◆ **Document segment**
__________________________________________________

Wednesday, May 18, 2011

Bill Proposes Major Mortgage Shake-Up by This Summer

Two lawmakers, a California Republican and a Michigan Democrat, are set to unveil legislation Thursday to replace mortgage giants Fannie Mae and Freddie Mac with at least five private companies that would issue mortgage-backed securities with explicit federal guarantees.

The measure is a compromise between conservative Republicans who have advanced bills to build a mostly private mortgage-finance system and Democrats, who say the government shouldn't abandon the mortgage market.

Fannie and Freddie were taken over by the government in 2008 as rising mortgage losses wiped out thin capital cushions. Taxpayers are on the hook for $138 billion to keep the companies afloat and stabilize mortgage markets.

Amid an uneven housing recovery, lawmakers have largely shied away from fashioning a successor to the failed mortgage giants.

Analysts say that the compromise proposed by Rep. John Campbell (R., Calif.) and Rep. Gary Peters (D., Mich.) may be the only plan likely to attract sufficient support from both parties on a politically explosive subject, particularly at a time when gridlock looms over issues such as how to curb federal spending.

Other policy makers, including Treasury Secretary Timothy Geithner, have publicly discussed the merits of a limited but explicit government guarantee of securities backed by certain types of mortgages.

__________________________________________________

◆ **Data excerpt**
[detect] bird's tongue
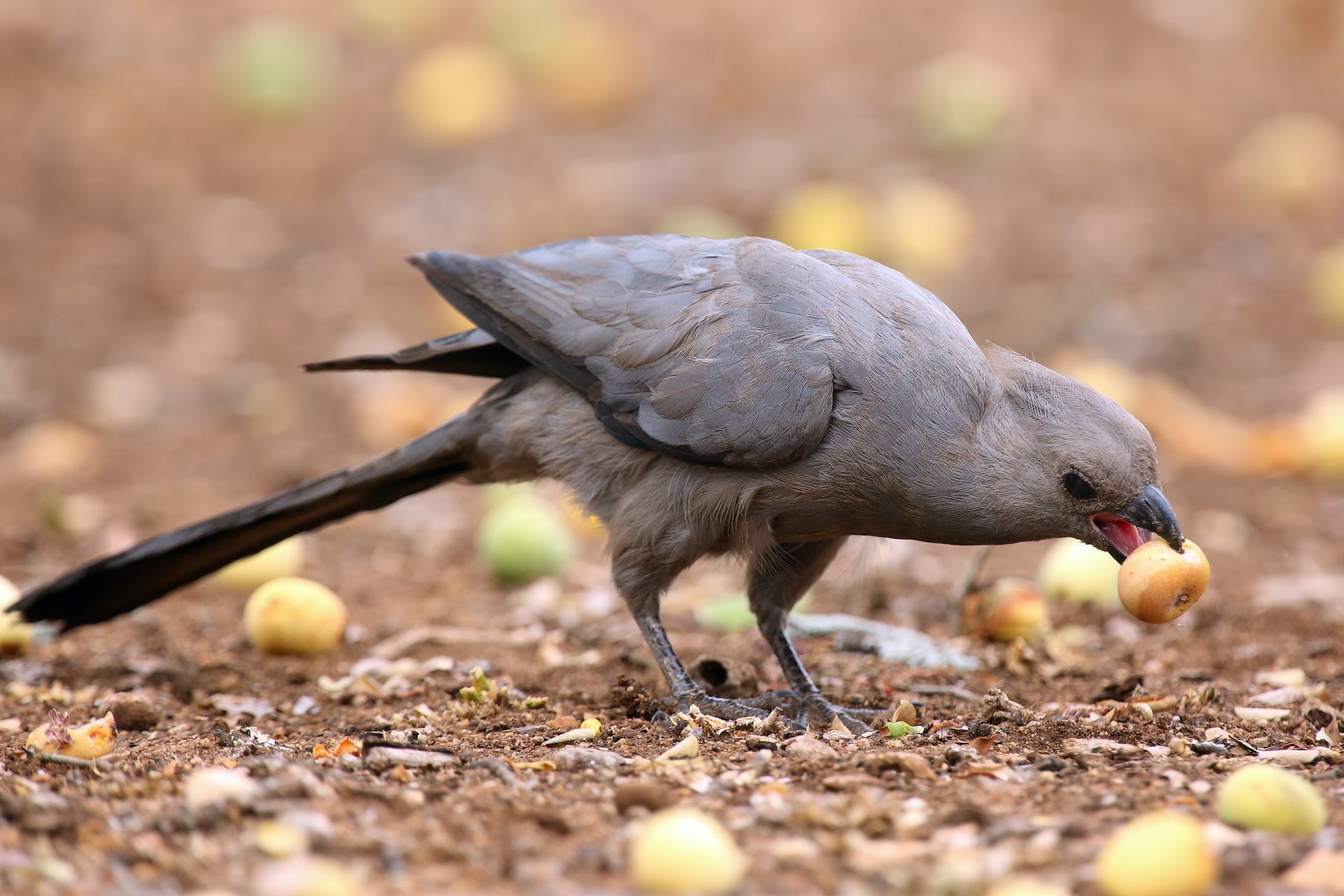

__________________________________________________

◆ **Set of tasks**
(a) In the mortgage article, edit the passage that begins at the words "Two lawmakers, a" and stops after "the mortgage market.", replacing "legislation" with "a bill".
(b) According to the mortgage article, how much are taxpayers on the hook for to keep Fannie Mae and Freddie Mac afloat?

◆ **Replies**
(a)
Two lawmakers, a California Republican and a Michigan Democrat, are set to unveil a bill Thursday to replace mortgage giants Fannie Mae and Freddie Mac with at least five private companies that would issue mortgage-backed securities with explicit federal guarantees.

The measure is a compromise between conservative Republicans who have advanced bills to build a mostly private mortgage-finance system and Democrats, who say the government shouldn't abandon the mortgage market.

(b) $138 billion